» Work required:
Once you reach the line containing "the boy's arm" in the data below, restate each line word for word up to and including the one containing "Objective — set a marker on each instance of the mud".

Start of Dataset records

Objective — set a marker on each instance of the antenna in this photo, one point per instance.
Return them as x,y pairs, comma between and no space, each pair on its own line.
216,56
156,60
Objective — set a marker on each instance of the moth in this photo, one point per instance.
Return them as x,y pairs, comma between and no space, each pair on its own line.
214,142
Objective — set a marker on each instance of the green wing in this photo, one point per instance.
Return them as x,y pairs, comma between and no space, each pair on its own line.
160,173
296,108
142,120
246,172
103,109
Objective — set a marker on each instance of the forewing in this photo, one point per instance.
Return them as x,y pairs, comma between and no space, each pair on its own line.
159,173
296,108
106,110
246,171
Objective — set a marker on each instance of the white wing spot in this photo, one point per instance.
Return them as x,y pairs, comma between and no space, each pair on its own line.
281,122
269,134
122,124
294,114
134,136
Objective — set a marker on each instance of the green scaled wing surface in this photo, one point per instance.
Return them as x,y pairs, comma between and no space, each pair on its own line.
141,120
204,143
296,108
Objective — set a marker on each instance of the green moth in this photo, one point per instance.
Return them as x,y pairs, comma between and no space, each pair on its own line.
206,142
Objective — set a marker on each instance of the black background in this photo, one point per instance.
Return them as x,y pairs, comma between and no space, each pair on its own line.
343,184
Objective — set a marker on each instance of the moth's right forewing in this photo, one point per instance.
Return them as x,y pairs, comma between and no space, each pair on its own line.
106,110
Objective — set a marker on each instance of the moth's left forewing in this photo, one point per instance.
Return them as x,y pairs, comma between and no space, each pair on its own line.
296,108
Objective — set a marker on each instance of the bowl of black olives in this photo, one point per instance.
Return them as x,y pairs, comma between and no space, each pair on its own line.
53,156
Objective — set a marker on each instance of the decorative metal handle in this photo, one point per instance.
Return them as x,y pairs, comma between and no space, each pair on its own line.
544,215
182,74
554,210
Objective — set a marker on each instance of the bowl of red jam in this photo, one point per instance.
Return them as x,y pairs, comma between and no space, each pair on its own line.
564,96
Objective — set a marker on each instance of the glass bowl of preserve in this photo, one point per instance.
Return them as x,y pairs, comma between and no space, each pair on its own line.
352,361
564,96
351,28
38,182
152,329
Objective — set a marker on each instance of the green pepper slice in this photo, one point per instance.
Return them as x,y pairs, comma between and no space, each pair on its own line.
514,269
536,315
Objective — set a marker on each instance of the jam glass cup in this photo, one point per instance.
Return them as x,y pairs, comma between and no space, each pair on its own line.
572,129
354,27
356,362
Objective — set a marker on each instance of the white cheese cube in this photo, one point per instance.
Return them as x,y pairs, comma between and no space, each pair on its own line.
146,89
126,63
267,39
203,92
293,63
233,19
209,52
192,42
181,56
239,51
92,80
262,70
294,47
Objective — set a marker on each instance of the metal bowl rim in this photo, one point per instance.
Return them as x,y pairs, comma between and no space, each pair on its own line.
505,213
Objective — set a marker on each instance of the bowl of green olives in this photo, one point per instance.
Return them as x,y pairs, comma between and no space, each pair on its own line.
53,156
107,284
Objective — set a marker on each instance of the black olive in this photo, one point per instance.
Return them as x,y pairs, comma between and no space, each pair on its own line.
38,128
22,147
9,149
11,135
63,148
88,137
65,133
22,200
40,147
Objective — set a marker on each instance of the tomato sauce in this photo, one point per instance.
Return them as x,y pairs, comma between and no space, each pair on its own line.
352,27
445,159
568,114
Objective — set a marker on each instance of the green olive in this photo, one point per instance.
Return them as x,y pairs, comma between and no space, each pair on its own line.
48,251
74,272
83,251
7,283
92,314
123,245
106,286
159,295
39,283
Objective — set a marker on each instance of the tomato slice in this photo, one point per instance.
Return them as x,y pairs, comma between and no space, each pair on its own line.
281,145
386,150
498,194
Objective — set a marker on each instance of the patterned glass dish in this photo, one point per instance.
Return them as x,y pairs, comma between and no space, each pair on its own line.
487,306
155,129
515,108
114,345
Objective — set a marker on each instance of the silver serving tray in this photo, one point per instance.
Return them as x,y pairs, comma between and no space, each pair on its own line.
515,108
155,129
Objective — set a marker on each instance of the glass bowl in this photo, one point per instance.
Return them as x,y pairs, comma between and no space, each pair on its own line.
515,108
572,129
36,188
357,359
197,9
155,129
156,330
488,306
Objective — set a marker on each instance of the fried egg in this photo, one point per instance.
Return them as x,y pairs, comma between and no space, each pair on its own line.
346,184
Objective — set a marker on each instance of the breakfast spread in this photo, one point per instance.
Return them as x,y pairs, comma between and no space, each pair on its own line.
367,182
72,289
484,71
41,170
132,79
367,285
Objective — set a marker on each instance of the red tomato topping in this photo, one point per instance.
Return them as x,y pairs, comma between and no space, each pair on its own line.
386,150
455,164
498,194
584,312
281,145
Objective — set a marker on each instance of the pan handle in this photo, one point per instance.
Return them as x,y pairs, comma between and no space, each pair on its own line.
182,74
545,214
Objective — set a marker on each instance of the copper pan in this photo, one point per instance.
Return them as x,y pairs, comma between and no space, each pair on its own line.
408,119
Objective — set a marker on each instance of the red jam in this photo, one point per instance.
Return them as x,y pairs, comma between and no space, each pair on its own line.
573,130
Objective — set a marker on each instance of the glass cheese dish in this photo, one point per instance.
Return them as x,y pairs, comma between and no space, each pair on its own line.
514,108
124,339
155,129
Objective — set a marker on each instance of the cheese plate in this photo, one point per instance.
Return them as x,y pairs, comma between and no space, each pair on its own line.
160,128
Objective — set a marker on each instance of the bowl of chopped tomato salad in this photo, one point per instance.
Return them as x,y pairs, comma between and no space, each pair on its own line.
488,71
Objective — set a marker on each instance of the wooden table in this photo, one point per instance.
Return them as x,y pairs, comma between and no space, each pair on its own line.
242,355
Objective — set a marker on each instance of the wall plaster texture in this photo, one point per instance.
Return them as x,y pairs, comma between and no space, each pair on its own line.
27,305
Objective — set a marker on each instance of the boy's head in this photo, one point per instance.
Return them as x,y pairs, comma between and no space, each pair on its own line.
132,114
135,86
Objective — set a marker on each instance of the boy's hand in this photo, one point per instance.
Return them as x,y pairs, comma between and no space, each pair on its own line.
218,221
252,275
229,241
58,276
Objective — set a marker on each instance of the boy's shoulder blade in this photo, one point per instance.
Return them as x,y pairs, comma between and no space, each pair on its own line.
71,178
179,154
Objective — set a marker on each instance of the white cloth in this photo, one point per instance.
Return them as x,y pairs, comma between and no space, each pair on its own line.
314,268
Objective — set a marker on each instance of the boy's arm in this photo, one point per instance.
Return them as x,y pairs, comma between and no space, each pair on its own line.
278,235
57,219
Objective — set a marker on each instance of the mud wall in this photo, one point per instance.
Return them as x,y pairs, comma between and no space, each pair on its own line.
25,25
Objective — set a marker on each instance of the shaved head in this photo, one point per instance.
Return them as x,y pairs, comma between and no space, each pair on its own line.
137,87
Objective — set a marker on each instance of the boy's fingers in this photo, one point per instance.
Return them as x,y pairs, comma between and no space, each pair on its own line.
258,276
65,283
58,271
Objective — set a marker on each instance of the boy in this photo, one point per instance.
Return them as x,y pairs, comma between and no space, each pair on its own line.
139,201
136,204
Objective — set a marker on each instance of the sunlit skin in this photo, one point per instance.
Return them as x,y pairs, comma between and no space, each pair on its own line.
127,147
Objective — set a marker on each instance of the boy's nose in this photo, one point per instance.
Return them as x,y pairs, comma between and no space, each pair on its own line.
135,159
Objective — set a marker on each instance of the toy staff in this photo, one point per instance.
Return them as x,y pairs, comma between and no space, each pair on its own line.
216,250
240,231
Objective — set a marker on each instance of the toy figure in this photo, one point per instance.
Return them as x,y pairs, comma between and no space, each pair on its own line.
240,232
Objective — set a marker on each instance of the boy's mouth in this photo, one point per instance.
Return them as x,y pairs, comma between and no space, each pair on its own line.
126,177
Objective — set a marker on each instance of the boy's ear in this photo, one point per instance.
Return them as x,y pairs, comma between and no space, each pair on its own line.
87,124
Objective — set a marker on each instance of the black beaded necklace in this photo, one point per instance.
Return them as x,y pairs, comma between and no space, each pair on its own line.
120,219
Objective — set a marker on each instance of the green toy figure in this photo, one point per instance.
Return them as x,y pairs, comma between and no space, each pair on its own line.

End of Dataset records
Start of Dataset records

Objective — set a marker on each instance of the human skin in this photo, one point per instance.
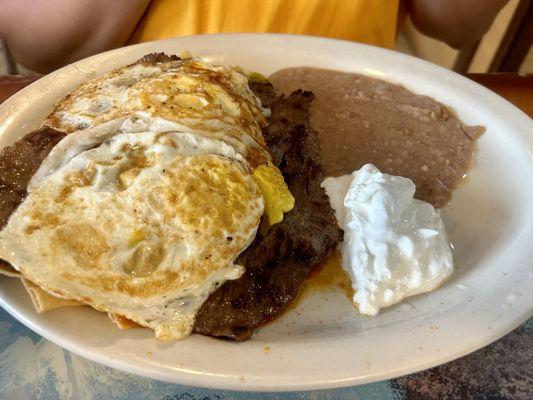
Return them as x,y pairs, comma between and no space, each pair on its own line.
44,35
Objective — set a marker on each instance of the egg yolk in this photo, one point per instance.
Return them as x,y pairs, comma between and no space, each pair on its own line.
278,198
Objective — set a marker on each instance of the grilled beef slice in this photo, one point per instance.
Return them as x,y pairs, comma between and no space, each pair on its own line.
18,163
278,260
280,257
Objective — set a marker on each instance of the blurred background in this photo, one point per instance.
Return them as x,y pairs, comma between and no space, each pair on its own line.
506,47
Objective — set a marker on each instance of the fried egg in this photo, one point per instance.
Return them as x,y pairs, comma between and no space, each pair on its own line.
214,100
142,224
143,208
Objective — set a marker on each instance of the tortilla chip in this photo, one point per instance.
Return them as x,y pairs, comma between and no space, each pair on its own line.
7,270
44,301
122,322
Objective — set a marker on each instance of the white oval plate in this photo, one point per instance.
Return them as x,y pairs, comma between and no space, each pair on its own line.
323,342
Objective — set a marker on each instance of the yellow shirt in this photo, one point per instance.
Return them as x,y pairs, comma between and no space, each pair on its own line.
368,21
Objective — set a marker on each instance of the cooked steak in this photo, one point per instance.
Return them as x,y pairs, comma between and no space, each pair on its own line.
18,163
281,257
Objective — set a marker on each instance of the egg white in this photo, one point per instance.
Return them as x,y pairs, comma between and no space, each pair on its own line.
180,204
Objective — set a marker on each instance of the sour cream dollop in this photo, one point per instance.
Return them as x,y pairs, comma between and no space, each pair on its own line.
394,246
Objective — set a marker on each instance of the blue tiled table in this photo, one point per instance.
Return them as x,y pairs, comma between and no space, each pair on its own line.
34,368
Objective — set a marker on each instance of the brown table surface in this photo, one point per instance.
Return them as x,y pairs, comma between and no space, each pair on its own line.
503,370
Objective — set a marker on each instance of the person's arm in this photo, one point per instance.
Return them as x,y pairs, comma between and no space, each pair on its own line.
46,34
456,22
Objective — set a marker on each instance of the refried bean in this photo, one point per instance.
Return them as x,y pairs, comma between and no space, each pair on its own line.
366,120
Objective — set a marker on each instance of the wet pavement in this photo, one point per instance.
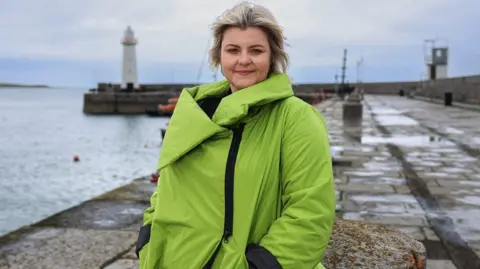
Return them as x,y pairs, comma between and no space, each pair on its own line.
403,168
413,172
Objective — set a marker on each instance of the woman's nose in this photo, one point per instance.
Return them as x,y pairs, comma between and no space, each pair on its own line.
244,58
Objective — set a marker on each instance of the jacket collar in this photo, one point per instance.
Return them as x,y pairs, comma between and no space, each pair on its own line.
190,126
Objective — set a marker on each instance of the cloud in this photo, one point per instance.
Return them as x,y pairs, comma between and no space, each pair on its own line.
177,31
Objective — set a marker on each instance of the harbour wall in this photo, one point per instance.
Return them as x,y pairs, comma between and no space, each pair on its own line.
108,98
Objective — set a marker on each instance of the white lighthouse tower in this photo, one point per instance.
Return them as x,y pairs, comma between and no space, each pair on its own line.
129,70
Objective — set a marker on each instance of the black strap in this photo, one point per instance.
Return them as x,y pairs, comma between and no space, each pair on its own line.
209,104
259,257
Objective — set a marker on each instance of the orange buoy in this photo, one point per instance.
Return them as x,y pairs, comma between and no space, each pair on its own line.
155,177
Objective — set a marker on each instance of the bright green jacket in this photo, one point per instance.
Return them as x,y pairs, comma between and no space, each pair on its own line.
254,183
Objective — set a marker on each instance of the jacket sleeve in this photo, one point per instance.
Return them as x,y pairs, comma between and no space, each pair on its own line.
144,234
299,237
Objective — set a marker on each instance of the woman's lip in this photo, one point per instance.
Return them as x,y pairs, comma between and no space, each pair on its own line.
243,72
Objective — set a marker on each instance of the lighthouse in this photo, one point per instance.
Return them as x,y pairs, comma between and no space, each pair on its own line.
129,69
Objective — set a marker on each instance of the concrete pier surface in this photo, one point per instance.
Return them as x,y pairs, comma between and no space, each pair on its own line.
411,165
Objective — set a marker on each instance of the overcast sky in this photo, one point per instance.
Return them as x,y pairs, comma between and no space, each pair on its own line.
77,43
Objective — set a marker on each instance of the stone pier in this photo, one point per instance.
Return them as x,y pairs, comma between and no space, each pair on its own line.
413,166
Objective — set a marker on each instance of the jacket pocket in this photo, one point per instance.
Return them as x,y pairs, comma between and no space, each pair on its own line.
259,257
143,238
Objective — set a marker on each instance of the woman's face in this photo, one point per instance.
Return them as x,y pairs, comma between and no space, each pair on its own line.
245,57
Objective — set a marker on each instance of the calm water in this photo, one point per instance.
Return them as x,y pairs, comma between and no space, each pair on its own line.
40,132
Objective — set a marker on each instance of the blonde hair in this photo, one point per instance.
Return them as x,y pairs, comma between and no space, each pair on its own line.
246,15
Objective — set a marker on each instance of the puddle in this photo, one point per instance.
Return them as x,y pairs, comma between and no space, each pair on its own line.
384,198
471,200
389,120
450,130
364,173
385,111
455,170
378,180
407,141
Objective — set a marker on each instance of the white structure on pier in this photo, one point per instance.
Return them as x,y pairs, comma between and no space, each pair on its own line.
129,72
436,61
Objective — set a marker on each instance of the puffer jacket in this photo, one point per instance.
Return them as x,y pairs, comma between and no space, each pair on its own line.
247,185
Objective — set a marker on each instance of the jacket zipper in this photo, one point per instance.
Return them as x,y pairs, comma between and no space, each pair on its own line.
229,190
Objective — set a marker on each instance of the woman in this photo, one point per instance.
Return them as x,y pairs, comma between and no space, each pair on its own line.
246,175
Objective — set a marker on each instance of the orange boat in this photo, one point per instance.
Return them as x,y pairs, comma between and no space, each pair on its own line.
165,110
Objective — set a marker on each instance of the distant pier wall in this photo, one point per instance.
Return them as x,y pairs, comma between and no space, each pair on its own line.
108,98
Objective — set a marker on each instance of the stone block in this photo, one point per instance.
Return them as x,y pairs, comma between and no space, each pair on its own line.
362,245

End of Dataset records

» Response area:
Objective — set a marker on each instance of the boy's arm in this photo, one point per instance.
Return them as x,y pairs, comma between and no space, each pair on its own line.
278,235
57,219
Objective — set a marker on each instance of the mud wall in this photo, one point per instance.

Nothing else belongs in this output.